** Opening DATASET CONTENT block **

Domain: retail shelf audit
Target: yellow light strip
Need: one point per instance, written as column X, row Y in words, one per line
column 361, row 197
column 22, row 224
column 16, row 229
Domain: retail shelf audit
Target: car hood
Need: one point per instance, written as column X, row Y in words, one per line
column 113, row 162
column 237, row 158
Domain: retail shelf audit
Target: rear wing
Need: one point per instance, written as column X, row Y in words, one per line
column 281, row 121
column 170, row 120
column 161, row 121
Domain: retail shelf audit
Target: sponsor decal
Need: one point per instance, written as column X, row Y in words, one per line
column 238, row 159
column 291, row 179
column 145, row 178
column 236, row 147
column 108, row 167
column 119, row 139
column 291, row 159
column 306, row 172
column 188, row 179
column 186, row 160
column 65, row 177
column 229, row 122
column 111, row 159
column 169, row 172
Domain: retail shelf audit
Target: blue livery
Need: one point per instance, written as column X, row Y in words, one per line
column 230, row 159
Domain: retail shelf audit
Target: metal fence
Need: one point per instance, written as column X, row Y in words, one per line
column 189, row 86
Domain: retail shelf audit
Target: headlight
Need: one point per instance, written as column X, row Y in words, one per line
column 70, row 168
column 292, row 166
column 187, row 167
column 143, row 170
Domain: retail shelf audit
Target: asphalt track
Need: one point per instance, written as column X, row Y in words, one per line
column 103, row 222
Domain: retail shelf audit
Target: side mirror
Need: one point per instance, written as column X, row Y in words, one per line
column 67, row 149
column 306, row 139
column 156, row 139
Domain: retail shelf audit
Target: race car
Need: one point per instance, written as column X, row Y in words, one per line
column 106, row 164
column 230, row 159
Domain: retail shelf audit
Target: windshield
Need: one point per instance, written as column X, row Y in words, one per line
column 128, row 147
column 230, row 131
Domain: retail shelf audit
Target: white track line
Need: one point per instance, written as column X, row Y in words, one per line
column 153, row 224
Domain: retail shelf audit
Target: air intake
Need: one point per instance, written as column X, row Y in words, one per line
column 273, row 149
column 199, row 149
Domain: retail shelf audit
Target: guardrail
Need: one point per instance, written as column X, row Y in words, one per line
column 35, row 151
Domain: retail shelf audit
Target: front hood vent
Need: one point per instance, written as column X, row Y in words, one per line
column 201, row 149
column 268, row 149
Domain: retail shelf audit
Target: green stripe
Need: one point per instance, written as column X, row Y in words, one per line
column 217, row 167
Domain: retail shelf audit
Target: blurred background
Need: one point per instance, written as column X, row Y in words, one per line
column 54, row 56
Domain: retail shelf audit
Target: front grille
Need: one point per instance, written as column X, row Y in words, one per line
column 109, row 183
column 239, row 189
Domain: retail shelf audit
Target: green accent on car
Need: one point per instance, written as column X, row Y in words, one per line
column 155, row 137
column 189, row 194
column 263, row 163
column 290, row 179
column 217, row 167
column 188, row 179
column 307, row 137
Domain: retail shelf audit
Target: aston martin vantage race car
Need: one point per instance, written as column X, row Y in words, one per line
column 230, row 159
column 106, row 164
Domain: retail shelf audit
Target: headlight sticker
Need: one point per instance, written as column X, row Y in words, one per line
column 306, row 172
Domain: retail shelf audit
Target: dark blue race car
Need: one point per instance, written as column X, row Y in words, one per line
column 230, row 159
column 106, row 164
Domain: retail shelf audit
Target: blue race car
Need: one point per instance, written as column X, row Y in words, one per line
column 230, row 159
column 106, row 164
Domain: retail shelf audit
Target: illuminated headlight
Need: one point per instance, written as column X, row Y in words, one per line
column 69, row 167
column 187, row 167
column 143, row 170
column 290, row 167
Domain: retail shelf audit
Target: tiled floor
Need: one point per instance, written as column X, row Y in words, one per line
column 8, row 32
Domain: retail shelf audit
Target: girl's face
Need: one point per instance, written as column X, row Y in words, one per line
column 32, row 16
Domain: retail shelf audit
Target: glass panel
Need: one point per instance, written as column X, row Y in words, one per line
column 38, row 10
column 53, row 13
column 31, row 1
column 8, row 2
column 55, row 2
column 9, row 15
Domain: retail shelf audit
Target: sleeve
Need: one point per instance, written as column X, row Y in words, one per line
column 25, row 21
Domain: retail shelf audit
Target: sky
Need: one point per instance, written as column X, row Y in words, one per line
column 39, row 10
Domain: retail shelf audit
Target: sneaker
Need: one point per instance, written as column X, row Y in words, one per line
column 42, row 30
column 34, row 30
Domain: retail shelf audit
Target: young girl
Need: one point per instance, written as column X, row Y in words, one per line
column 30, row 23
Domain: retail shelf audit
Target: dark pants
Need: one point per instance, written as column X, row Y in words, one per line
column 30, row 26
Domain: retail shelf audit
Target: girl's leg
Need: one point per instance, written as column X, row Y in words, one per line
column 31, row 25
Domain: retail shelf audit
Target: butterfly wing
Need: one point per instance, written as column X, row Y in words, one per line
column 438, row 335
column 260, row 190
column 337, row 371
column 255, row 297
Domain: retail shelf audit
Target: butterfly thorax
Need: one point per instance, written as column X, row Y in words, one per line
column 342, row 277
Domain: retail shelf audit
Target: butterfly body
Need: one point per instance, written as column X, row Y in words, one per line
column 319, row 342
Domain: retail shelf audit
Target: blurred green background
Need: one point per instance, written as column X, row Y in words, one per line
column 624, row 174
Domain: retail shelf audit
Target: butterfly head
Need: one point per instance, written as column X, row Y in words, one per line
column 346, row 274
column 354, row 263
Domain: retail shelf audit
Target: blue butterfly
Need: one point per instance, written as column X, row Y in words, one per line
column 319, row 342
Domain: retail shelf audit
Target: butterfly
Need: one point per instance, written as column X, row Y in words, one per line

** Closing DATASET CONTENT block **

All records must be transcribed exactly, with none left out.

Domain: retail shelf audit
Target: yellow light strip
Need: one point per instance, written as column X, row Y in words, one per line
column 361, row 197
column 22, row 224
column 16, row 229
Domain: retail shelf audit
Target: car hood
Need: one point per instance, written as column X, row Y in words, one per line
column 113, row 162
column 237, row 158
Domain: retail shelf audit
Target: rear wing
Need: one point per instance, written as column X, row Y in words, one per line
column 281, row 121
column 170, row 120
column 161, row 121
Domain: retail shelf audit
Target: sponsor decal
Need: one point per instance, written as column X, row Y in words, one per line
column 238, row 159
column 291, row 179
column 145, row 178
column 236, row 147
column 108, row 167
column 119, row 139
column 291, row 159
column 306, row 172
column 188, row 179
column 186, row 160
column 65, row 177
column 229, row 122
column 111, row 159
column 169, row 172
Domain: retail shelf audit
Target: blue livery
Need: one point per instance, written as column X, row Y in words, one per line
column 230, row 159
Domain: retail shelf audit
Target: metal fence
Need: one point per instance, written as column X, row Y in words, one per line
column 189, row 86
Domain: retail shelf audit
Target: headlight
Need: one point per instance, written as column X, row Y in words, one per line
column 70, row 168
column 292, row 166
column 187, row 167
column 143, row 170
Domain: retail shelf audit
Target: asphalt track
Need: one point per instance, written as column X, row Y in words, one per line
column 103, row 222
Domain: retail shelf audit
Target: side mirror
Need: one point per instance, written as column X, row Y in words, one per line
column 67, row 149
column 306, row 139
column 156, row 139
Domain: retail shelf audit
Target: race car
Need: one point per instance, written as column X, row Y in words, one per line
column 106, row 164
column 230, row 159
Domain: retail shelf audit
Target: windshield
Need: one point per instance, written as column X, row Y in words, one per line
column 128, row 147
column 230, row 131
Domain: retail shelf audit
Target: white track line
Need: one point per instance, written as column X, row Y in words, one per line
column 153, row 224
Domain: retail shelf audit
Target: air intake
Need: one point per instance, written as column X, row Y in words, one per line
column 273, row 149
column 199, row 149
Domain: retail shelf audit
Target: guardrail
Need: one point per instance, written as column X, row Y in words, one per line
column 35, row 151
Domain: retail shelf audit
Target: front hood vent
Need: one point per instance, written as column X, row Y in words, one per line
column 201, row 149
column 268, row 149
Domain: retail shelf audit
Target: green stripe
Need: one point per instance, written as column X, row Y in words, one per line
column 217, row 167
Domain: retail shelf audit
Target: blurred background
Need: one point per instance, written as column X, row Y in words, one per line
column 54, row 56
Domain: retail shelf audit
Target: front grille
Need: one point per instance, written as column X, row Y in words, one per line
column 109, row 183
column 239, row 189
Domain: retail shelf audit
Target: green accent on car
Need: one point per instance, written as column X, row Y in words, one per line
column 155, row 137
column 189, row 194
column 263, row 163
column 290, row 179
column 217, row 167
column 188, row 179
column 307, row 137
Domain: retail shelf audit
Target: aston martin vantage race car
Need: one point per instance, written as column X, row Y in words, one per line
column 230, row 159
column 106, row 164
Domain: retail shelf audit
Target: headlight sticker
Need: one point per instance, written as column X, row Y in words, one per line
column 306, row 172
Domain: retail shelf audit
Target: dark blue race car
Need: one point per instance, written as column X, row Y in words, one per line
column 230, row 159
column 106, row 164
Domain: retail shelf audit
Target: blue race car
Need: one point per instance, written as column X, row Y in words, one per line
column 230, row 159
column 106, row 164
Domain: retail shelf audit
Target: illuminated headlight
Need: one point per instance, written as column X, row Y in words, one per line
column 69, row 167
column 187, row 167
column 143, row 170
column 290, row 167
Domain: retail shelf audit
Target: tiled floor
Need: one point per instance, written as column X, row Y in words, one per line
column 8, row 32
Domain: retail shelf audit
Target: girl's face
Need: one point per instance, written as column X, row Y in words, one per line
column 32, row 16
Domain: retail shelf audit
Target: glass panel
Need: one point per instance, written as column X, row Y in words, one per line
column 38, row 10
column 53, row 13
column 31, row 1
column 8, row 2
column 55, row 2
column 9, row 15
Domain: retail shelf audit
Target: sleeve
Need: one point per instance, written as column X, row Y in words, one per line
column 25, row 21
Domain: retail shelf audit
Target: sky
Need: one point per instance, written as column X, row Y in words, one per line
column 39, row 10
Domain: retail shelf audit
Target: sneaker
Need: one point per instance, written as column X, row Y in words, one per line
column 42, row 30
column 34, row 30
Domain: retail shelf audit
Target: young girl
Need: one point per instance, written as column X, row Y in words, one per line
column 30, row 23
Domain: retail shelf audit
Target: dark pants
Need: one point per instance, written as column X, row Y in words, one per line
column 30, row 26
Domain: retail shelf audit
Target: girl's leg
Need: one point per instance, written as column X, row Y in words, one per line
column 31, row 25
Domain: retail shelf audit
Target: butterfly wing
Need: one point per instance, written as column X, row Y in words, one per line
column 438, row 335
column 260, row 190
column 337, row 371
column 255, row 297
Domain: retail shelf audit
Target: butterfly thorax
Need: one point per instance, written as column X, row Y in words, one per line
column 342, row 277
Domain: retail shelf audit
Target: butterfly body
Need: one point per instance, written as column X, row Y in words, one per line
column 319, row 342
Domain: retail shelf audit
Target: blurred green background
Need: one point per instance, written as column X, row Y in words, one per line
column 624, row 174
Domain: retail shelf audit
Target: butterfly head
Need: one point per instance, written as column X, row Y in words, one per line
column 346, row 274
column 354, row 263
Domain: retail shelf audit
Target: blue butterfly
Need: one point per instance, written as column X, row Y in words, one per line
column 319, row 342
Domain: retail shelf audit
Target: butterfly
Need: one point per instance, written as column X, row Y in words, one per line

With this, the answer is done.